* _Listed records_
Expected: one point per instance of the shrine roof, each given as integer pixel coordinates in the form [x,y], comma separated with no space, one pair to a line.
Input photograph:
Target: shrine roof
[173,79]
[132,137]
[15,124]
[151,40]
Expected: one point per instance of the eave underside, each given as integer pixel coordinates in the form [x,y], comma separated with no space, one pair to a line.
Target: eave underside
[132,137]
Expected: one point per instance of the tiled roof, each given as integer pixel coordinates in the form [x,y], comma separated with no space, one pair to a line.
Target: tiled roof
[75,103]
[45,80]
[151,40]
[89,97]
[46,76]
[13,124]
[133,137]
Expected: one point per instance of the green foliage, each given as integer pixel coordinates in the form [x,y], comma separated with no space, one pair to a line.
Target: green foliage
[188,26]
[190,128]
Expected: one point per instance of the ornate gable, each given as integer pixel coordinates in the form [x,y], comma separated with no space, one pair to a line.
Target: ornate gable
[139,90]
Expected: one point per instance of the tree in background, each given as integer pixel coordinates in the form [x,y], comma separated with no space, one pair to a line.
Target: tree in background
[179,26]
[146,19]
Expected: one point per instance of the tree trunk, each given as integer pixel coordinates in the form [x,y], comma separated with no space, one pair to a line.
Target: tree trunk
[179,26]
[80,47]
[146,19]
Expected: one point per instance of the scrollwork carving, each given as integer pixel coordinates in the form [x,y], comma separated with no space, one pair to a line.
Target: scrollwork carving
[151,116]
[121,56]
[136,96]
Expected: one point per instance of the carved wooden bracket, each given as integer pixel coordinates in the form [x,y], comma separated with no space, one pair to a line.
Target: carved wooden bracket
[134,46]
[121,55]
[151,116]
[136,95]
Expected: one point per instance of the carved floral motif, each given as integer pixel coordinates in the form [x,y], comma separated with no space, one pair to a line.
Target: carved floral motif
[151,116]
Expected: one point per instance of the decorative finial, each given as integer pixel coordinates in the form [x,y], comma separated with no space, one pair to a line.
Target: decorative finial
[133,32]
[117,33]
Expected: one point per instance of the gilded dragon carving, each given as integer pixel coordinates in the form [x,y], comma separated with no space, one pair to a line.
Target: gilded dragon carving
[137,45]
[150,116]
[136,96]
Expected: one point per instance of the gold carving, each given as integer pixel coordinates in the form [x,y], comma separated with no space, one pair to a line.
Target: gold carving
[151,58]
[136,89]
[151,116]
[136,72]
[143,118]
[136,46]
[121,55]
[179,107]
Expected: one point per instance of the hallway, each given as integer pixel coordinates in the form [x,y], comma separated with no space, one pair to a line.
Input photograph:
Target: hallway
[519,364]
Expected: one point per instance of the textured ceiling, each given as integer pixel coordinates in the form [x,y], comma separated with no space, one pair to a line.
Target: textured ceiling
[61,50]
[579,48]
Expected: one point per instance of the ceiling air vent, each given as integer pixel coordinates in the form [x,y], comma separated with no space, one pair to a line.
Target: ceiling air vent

* _Work instructions_
Only the count is wanted. Find the lines of the records that include the word "vent" and state how many.

* _Answer section_
2